Please find each line in the records that contains the word "green", treating upper and lower case as different, and copy those lines out.
■ ■ ■ ■
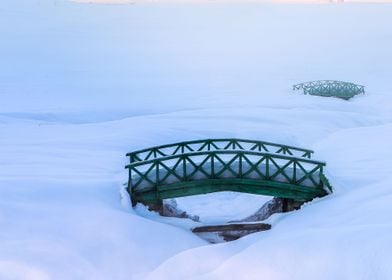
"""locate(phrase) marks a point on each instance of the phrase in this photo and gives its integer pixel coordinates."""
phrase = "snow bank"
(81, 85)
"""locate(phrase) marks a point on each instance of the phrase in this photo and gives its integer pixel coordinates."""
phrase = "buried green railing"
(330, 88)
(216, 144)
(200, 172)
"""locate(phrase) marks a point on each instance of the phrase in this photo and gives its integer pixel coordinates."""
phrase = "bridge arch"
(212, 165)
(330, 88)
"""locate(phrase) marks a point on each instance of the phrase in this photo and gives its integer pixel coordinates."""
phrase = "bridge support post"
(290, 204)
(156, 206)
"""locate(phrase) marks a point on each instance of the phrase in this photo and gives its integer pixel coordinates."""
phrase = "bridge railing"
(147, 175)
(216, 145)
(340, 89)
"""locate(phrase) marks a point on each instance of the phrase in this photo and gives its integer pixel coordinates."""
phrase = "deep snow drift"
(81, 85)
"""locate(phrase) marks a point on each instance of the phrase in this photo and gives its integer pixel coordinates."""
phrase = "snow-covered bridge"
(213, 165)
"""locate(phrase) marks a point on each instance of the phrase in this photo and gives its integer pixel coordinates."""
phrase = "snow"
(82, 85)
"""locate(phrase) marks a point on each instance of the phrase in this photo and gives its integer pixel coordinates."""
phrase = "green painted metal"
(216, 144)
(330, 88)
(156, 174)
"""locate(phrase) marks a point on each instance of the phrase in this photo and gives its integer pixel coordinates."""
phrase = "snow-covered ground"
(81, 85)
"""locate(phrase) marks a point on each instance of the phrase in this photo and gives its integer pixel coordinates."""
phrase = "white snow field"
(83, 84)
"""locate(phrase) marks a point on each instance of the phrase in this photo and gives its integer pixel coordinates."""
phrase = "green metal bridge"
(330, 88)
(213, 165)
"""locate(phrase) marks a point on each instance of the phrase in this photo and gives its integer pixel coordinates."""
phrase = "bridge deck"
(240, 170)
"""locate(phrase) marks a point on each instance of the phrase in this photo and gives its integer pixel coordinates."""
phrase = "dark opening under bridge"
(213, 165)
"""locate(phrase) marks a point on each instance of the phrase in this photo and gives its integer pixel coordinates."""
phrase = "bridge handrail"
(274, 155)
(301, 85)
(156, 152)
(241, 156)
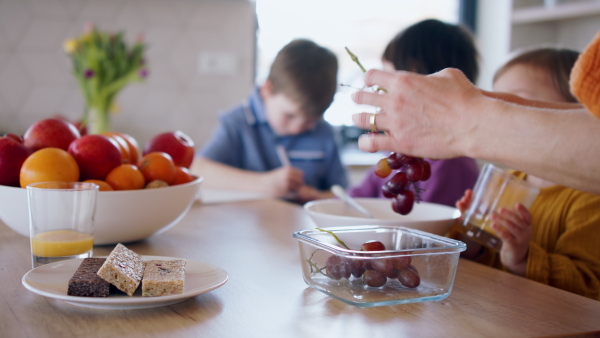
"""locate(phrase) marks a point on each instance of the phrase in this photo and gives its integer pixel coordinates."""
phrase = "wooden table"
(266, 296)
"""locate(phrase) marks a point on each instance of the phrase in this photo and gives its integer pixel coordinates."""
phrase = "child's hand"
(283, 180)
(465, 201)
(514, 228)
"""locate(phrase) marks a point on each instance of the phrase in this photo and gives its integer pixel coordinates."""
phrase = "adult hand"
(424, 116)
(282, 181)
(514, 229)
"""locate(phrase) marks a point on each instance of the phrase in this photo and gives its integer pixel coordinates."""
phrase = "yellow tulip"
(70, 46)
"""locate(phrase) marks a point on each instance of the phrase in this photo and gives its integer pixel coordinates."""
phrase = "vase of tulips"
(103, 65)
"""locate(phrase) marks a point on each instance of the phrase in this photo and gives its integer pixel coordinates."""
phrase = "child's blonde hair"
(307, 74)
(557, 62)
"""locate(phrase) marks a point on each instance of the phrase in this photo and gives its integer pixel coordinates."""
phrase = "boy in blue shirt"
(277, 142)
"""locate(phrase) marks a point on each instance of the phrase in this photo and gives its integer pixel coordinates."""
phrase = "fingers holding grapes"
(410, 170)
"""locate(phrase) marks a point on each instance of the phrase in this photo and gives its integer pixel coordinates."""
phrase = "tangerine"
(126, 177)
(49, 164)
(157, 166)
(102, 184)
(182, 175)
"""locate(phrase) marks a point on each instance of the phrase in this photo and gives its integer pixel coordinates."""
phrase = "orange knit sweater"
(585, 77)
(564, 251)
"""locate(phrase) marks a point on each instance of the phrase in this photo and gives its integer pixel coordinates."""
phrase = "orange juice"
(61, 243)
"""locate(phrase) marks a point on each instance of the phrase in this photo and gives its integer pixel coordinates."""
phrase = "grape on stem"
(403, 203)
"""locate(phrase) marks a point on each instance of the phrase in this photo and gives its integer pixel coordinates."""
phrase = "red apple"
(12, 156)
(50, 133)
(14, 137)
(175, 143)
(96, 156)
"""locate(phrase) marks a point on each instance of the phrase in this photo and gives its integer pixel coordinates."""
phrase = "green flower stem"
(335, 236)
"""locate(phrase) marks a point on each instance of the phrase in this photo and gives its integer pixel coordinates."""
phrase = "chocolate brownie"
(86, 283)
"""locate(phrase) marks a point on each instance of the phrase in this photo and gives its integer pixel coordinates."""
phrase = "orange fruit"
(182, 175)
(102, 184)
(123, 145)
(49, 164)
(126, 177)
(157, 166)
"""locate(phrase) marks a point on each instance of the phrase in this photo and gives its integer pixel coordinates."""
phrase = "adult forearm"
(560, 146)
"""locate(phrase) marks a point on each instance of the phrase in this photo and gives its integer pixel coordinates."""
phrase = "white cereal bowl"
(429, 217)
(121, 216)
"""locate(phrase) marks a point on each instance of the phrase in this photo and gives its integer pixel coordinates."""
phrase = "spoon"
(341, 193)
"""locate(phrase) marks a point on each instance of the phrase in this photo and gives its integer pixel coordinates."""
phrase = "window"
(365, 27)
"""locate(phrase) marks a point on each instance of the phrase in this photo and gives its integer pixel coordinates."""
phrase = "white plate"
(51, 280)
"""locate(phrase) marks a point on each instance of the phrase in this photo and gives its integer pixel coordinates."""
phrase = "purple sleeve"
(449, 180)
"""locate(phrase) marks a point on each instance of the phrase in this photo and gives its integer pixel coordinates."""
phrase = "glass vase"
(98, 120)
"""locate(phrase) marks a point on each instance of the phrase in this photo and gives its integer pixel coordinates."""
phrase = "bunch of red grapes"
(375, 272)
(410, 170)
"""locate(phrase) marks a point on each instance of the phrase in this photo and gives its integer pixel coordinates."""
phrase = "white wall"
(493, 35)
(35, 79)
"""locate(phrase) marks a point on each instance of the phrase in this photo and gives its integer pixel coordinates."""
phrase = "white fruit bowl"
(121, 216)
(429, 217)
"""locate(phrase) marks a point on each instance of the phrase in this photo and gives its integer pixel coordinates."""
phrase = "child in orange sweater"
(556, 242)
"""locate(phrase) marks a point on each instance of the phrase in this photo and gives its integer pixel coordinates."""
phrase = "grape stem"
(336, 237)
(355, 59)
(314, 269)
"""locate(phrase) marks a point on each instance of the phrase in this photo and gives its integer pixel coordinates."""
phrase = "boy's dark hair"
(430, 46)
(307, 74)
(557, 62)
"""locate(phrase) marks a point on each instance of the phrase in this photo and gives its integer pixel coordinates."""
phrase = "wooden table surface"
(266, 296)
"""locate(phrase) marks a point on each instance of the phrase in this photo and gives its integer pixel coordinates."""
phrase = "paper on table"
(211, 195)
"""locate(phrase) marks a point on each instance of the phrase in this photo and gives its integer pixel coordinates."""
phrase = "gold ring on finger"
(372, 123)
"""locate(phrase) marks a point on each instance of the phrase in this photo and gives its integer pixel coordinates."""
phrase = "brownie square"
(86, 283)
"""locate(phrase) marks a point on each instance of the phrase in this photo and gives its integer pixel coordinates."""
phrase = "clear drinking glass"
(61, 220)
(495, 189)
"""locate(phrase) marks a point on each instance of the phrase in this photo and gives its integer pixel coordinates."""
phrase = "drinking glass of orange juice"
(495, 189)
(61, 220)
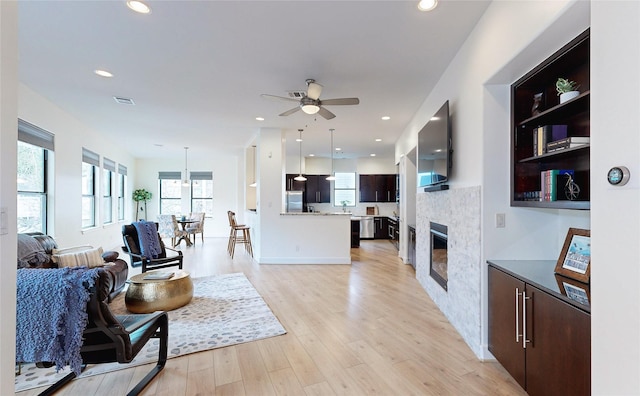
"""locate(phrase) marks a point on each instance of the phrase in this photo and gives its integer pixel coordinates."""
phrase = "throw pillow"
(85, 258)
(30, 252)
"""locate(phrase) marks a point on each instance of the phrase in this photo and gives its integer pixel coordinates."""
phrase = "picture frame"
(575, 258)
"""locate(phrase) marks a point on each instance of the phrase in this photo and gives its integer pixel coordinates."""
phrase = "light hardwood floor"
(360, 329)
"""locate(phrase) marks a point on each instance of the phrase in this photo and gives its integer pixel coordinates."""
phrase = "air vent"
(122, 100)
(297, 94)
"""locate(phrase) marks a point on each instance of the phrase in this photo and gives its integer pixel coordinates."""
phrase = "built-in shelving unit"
■ ■ ■ ■
Response to this task —
phrase = "buried green railing"
phrase = "green painted metal"
phrase = "green metal bridge"
phrase = "green flower stem"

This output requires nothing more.